§ **What to do**: Your task is to quote the material that follows, in full and exactly.

§ **Data section**:
>>>>>

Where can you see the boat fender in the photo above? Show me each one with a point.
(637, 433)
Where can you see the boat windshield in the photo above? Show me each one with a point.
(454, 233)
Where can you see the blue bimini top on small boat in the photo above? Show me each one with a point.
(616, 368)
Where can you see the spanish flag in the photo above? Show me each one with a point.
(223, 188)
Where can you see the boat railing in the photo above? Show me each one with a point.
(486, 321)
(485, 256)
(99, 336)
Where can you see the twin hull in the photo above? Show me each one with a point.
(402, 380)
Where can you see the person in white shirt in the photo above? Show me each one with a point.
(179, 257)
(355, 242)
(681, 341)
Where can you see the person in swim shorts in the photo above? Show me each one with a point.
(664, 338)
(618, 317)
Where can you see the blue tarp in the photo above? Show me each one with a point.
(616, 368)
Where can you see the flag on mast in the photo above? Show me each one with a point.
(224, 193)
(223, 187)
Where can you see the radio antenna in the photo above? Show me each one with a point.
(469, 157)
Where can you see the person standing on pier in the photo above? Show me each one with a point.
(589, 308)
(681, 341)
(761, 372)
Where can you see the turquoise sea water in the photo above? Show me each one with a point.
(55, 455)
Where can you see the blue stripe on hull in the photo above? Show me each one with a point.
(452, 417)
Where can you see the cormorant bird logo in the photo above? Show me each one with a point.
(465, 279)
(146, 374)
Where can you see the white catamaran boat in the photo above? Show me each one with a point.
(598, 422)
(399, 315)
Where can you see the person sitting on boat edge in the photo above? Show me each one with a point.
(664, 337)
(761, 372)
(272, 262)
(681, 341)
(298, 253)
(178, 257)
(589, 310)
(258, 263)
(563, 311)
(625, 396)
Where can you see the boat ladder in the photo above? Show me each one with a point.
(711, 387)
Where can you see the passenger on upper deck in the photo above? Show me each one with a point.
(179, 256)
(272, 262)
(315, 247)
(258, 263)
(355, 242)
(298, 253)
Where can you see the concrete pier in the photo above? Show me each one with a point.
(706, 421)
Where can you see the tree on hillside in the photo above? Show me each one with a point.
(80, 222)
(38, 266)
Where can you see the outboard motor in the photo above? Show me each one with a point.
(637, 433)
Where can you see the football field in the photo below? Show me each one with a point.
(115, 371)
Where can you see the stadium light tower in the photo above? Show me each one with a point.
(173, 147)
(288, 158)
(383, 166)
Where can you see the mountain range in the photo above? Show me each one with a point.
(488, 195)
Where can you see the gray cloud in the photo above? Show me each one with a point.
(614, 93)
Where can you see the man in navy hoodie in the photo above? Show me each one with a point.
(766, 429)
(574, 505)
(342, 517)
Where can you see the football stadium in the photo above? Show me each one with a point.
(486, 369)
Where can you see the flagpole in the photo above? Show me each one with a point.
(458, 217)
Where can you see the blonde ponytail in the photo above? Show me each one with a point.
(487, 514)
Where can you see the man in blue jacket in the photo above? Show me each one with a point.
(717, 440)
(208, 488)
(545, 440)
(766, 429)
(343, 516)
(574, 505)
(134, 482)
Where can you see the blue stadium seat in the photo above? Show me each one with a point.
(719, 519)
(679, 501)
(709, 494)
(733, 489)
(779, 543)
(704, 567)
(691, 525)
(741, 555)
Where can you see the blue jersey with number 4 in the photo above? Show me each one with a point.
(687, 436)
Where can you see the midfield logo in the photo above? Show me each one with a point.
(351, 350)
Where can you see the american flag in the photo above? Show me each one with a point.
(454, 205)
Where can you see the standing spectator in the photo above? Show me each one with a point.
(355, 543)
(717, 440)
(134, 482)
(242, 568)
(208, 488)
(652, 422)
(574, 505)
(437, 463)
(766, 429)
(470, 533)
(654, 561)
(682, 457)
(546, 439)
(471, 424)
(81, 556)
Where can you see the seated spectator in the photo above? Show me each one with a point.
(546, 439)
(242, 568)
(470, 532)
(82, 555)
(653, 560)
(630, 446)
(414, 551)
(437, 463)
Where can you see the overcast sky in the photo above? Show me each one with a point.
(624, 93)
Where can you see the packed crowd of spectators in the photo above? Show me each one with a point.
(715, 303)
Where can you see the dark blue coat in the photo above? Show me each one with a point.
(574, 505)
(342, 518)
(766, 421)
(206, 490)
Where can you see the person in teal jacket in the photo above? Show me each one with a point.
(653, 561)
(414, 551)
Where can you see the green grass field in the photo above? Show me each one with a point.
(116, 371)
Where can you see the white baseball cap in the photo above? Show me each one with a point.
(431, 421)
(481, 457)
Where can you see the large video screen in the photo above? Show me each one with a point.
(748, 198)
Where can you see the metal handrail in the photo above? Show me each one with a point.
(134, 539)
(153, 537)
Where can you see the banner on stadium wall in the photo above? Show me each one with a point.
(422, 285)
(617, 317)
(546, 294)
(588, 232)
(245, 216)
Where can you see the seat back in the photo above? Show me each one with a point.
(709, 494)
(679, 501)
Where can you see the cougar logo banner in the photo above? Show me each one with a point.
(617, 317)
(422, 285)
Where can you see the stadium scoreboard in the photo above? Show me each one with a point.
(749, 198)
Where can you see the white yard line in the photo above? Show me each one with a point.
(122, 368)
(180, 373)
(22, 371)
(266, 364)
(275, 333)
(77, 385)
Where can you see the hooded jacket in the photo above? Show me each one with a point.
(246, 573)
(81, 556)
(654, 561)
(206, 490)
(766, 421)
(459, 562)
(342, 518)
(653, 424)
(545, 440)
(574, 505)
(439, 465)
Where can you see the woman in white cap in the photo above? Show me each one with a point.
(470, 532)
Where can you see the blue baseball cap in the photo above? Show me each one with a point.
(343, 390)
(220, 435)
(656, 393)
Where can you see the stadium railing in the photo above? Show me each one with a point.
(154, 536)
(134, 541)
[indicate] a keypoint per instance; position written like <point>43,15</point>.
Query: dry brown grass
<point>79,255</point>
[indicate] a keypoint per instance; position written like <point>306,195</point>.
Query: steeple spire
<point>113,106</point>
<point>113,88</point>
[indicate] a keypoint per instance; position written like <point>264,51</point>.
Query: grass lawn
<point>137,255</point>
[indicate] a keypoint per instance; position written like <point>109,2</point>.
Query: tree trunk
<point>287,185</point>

<<<<<

§ **Task response**:
Where can you see the boat fender in the photo above? Show me each one with a point.
(637, 433)
Where can you see the boat windshield in the photo above? Show me each one with a point.
(454, 233)
Where can you see the blue bimini top on small boat in the photo above? Show me each one with a point.
(616, 368)
Where can you see the spanish flag in the photo above? Show me each one with a point.
(223, 188)
Where can you see the boat railing in the photo above? Show me each one with a point.
(486, 321)
(485, 256)
(99, 336)
Where can you see the twin hull in the photo above? Show me each one with a point.
(402, 380)
Where can you see the person in white shirt in the photo above? Show me each one with a point.
(179, 257)
(355, 242)
(681, 341)
Where can you see the person in swim shorts in the photo above? Show me each one with a point.
(664, 338)
(618, 317)
Where can you see the blue tarp in the photo above? Show me each one with a point.
(616, 368)
Where can you see the flag on mast in the photo above? Show me each one with a point.
(224, 193)
(223, 187)
Where can you see the radio antenna in the photo above? Show me each one with a point.
(469, 157)
Where can you see the person standing on pier in the photo above? Show me each one with a point.
(589, 308)
(681, 341)
(761, 372)
Where can you see the turquoise sea water in the photo above? Show me each one with a point.
(55, 455)
Where can you see the blue stripe on hull in the photo above? Show me each one with a point.
(452, 417)
Where can you see the cormorant bird logo in the photo above? Show me each one with a point.
(465, 279)
(146, 374)
Where can you see the white catamaran boat in the photo above? Show me each one with a point.
(598, 422)
(399, 315)
Where can you see the person sitting on boat edge in the photo above? Show me each one with a point.
(664, 337)
(761, 372)
(272, 262)
(681, 341)
(298, 253)
(178, 257)
(589, 310)
(258, 263)
(563, 311)
(625, 396)
Where can you see the boat ladder in the photo above? Show me each one with a point.
(711, 387)
Where can you see the passenger on upper deck in the photo above? Show me each one with a point.
(179, 256)
(272, 262)
(315, 247)
(258, 263)
(355, 242)
(298, 253)
Where can you see the concrete pier in the photo above? Show me each one with a point.
(706, 421)
Where can you see the tree on hillside in the photo above? Show me each one with a point.
(80, 222)
(38, 266)
Where can you see the outboard motor in the photo above? Show me each one with a point.
(637, 433)
Where can you see the football field in the photo below? Show me each one with a point.
(115, 371)
Where can you see the stadium light tower in the photo above? Show me each one with a point.
(173, 147)
(288, 158)
(383, 166)
Where can you see the mountain range in the photo above? Show me each one with a point.
(488, 195)
Where can you see the gray cloud in the photo above? Show me each one with a point.
(614, 93)
Where can you see the man in navy hoodie in the photo above? Show me each one with a point.
(766, 429)
(574, 505)
(342, 517)
Where can you see the football stadium in the photo above? Show me each one with a point.
(486, 369)
Where can you see the flagpole in the photo above? Show me each one with a point.
(458, 217)
Where can you see the blonde ponytail in the photo above? Show me each one with a point.
(487, 514)
Where can you see the man in blue jacket in the photo above? Show me each one with a point.
(717, 440)
(208, 488)
(545, 440)
(766, 429)
(343, 516)
(574, 505)
(134, 482)
Where can you see the blue stadium seat in the photo above? Show me each one with a point.
(719, 519)
(679, 501)
(709, 494)
(733, 489)
(779, 543)
(704, 567)
(691, 525)
(741, 555)
Where can you see the blue jersey with number 4 in the photo above? Show me each one with a point.
(687, 436)
Where can you see the midfield logo in the photo above? Show me each one with a point.
(351, 350)
Where can you see the american flag in the photo above? Show me each one with a point.
(454, 205)
Where can you see the standing spectator in the photo above? Show me each one with a point.
(355, 543)
(717, 440)
(134, 482)
(242, 568)
(208, 488)
(652, 422)
(574, 505)
(437, 463)
(766, 429)
(470, 533)
(654, 561)
(682, 457)
(546, 439)
(471, 424)
(81, 556)
Where can you see the seated spectator in the photo above? Show me each one with a point.
(546, 439)
(242, 568)
(470, 532)
(82, 555)
(653, 560)
(630, 446)
(414, 551)
(437, 463)
Where can you see the overcast sky in the photo above? Show me each one with a point.
(624, 93)
Where can you see the packed crowd of spectators in the photo above? Show me each one with a point.
(715, 303)
Where can you see the dark blue coat in the photo above? Show me each one with a point.
(574, 505)
(342, 518)
(766, 421)
(206, 490)
Where can you see the person in teal jacket in the photo above? Show me each one with a point.
(653, 561)
(414, 551)
Where can you see the green grass field in the photo above? Show me each one with a point.
(116, 371)
Where can you see the white baseball cap in the photo above? Show me each one with a point.
(431, 421)
(481, 457)
Where can you see the large video screen in the photo above? Show me each one with a point.
(748, 198)
Where can you see the metal handrail in the photo above? Show me each one with a point.
(134, 539)
(153, 537)
Where can you see the banner on stadium wall in the photo above? Show me each one with a point.
(422, 285)
(617, 317)
(546, 294)
(588, 232)
(245, 216)
Where can you see the seat back in the photo above? Show me each one with a point.
(709, 494)
(679, 501)
Where can you see the cougar logo banner in the photo above? Show me each one with a point.
(617, 317)
(422, 285)
Where can you see the stadium scoreboard in the photo above? Show me each one with a point.
(749, 198)
Where can you see the white yard line in the photo above? Show me each one with a point.
(122, 368)
(180, 373)
(22, 371)
(266, 364)
(275, 333)
(77, 385)
Where can you see the hooded jacket in the photo above? Show me each one with a point.
(246, 573)
(81, 556)
(654, 561)
(206, 490)
(766, 421)
(459, 562)
(342, 518)
(653, 424)
(545, 440)
(574, 505)
(439, 465)
Where can you see the woman in white cap in the photo above? Show me each one with a point.
(470, 532)
Where can you see the blue baseball cap in the photo above? Show me each one with a point.
(343, 390)
(220, 435)
(656, 393)
Where can you see the stadium railing in the photo above? Show me each one with a point.
(154, 536)
(134, 541)
[indicate] a keypoint per instance; position written like <point>43,15</point>.
Query: dry brown grass
<point>79,255</point>
[indicate] a keypoint per instance; position written like <point>306,195</point>.
Query: steeple spire
<point>113,106</point>
<point>113,88</point>
[indicate] a keypoint per instance; position written like <point>264,51</point>.
Query: grass lawn
<point>137,255</point>
[indicate] a keypoint per instance; position written like <point>109,2</point>.
Query: tree trunk
<point>287,185</point>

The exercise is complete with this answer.